Recorded data
+===+
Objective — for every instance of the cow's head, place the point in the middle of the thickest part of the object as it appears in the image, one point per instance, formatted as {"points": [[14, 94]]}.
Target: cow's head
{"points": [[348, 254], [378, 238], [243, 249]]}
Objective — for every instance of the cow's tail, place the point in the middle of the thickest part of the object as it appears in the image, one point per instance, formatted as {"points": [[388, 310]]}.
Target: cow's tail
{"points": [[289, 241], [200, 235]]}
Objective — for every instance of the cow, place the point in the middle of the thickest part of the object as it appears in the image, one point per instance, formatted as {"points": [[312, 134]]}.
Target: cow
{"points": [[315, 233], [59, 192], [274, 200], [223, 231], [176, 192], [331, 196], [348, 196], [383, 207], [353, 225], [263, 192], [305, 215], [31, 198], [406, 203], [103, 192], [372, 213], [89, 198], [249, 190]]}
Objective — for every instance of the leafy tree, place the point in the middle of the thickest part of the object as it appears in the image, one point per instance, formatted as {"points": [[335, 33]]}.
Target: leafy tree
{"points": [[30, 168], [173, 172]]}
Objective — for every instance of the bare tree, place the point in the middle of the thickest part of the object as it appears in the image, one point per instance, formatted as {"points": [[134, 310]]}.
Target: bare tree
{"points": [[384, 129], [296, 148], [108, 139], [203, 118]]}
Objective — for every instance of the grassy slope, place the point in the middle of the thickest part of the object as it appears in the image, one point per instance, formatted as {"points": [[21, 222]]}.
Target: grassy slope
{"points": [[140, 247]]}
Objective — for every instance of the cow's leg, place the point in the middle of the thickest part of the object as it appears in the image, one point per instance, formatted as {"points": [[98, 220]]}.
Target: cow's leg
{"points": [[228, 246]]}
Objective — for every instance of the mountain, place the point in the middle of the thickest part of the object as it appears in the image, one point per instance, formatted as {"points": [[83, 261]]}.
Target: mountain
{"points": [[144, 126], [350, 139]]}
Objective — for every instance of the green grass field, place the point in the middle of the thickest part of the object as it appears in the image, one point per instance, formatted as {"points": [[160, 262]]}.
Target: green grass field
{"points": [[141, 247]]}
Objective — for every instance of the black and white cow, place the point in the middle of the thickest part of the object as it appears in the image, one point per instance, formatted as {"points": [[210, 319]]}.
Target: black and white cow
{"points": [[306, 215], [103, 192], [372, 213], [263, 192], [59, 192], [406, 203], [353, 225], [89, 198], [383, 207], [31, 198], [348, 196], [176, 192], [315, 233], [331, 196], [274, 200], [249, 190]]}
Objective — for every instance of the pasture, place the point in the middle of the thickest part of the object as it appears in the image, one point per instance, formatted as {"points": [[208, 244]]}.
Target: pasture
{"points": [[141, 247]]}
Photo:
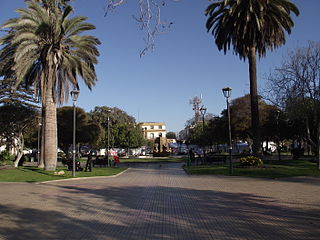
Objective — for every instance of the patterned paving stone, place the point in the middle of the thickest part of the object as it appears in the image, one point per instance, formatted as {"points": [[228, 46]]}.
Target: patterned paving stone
{"points": [[159, 201]]}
+===+
Task brief
Repeat, word for word, the lines from the start of the records to the line that contains "Objective — for every instance of the cow's leg, place", both of them included, and no others.

Written answer
Objective — for every instance of the cow's head, place the point in the middle of the thickest part of the object as it appears in the image, one point per instance, formatted as {"points": [[14, 94]]}.
Target: cow's head
{"points": [[348, 254], [378, 238], [243, 249]]}
Objective — for every instance of the cow's tail, place the point in the middle of the thickest part of the object as it appears in the image, one point per instance, formatted as {"points": [[388, 310]]}.
Target: cow's tail
{"points": [[289, 241], [200, 235]]}
Objective — for every instance of the cow, place the point in the middle of the thickest part of the object as it appears in the image, one point per instance, formatted as {"points": [[312, 134]]}.
Target: cow
{"points": [[315, 233], [59, 192], [274, 200], [223, 231], [176, 192], [331, 196], [348, 196], [383, 207], [353, 225], [263, 192], [305, 215], [31, 198], [406, 203], [103, 192], [372, 213], [89, 198], [249, 190]]}
Objective — for every instance of the leafy tree, place the point in the middle of the thickest part of the object as it appears in the image, one point per instance, formatted as {"points": [[335, 33]]}.
Target: leafy tree
{"points": [[30, 168], [173, 172]]}
Objective — for every instance of the bare tree, place the point in the middle of the thickest part of the object as it appears in the image, one point per instance, formatted as {"points": [[134, 310]]}.
Target: bare tree
{"points": [[384, 129], [296, 148], [108, 139], [203, 118]]}
Objective — for every instance of the grassy slope, place the point in the middle of the thickest part of the object as it appears in the image, one point per instance, formatted as {"points": [[21, 222]]}.
Target: grassy slope
{"points": [[140, 247]]}
Objective — for every instance of the cow's leg, place the point in the middle of the thickest part of the object as it appears in the image, one point per instance, formatted as {"points": [[98, 220]]}.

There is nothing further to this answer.